Work instructions
a: Rewrite the Minnette Vári exhibition text between "Minnette Vari" and "from the film.", inclusive, renaming "Oracle" to "Prophecy" every time it appears.
b: Answer these questions from the Minnette Vári exhibition text:
(i) In what year did Vári make the video work Oracle?
(ii) Which Goya painting does Oracle use as its starting point?
(iii) What period of South Africa does the portrait built from media footage show?
c: The Minnette Vári exhibition text gives examples of the areas of concern held by Saturn's children. List all of them.

Provided passage
++++++++

Minnette Vari
27 Sep - 20 Oct 2012
In the next instalment of our viewing room programme, Minnette Vári will present her 1999 hard-hitting and highly acclaimed video work Oracle, as well as recent ink drawings that are “remastered” stills from the film.
Oracle takes Francisco de Goya’s famous painting Saturn Devouring his Children as a starting point and shows an affinity with Goya’s visceral treatment of supernatural subject matter that allegorises socio-political realities. In her research for the work, Vári looked into the identities of the children of the mythological figure of Saturn. “I have found that each of these gods and goddesses had specific powers, duties and areas of concern, such as death, agriculture and the wellbeing of women,” says the artist. “I have chosen footage from the media in accordance with these characteristics, and wound up with a portrait of South Africa during the late 1990s. It is this portrait that becomes the setting for a more personal interrogation of the history that has shaped who I am.”
Characteristically, Vári establishes herself as the central character of Saturn. “In Oracle I become a maniacal golem,” she explains, “cramming all the conflicting histories of present-day Africa into my mouth, in a fit of hunger that makes me gag. To re-incorporate the disparate truths into one body, to make it whole again, is an excruciating task.”

++++++++

Location identification items
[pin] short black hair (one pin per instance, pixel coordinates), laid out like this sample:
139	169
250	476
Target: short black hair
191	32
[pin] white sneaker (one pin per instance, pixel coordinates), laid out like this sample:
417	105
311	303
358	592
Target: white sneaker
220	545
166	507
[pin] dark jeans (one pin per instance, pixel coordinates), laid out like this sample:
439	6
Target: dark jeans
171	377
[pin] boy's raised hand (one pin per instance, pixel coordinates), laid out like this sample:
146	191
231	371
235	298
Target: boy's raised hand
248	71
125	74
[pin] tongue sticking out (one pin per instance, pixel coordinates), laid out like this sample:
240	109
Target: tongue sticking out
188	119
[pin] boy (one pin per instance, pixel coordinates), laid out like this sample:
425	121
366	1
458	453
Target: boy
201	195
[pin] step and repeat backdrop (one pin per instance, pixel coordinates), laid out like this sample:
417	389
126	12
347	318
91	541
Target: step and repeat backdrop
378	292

++++++++

Solutions below
a:
Minnette Vari
27 Sep - 20 Oct 2012
In the next instalment of our viewing room programme, Minnette Vári will present her 1999 hard-hitting and highly acclaimed video work Prophecy, as well as recent ink drawings that are “remastered” stills from the film.

b:
(i) 1999
(ii) Saturn Devouring his Children
(iii) The late 1990s

c:
- Death
- Agriculture
- The wellbeing of women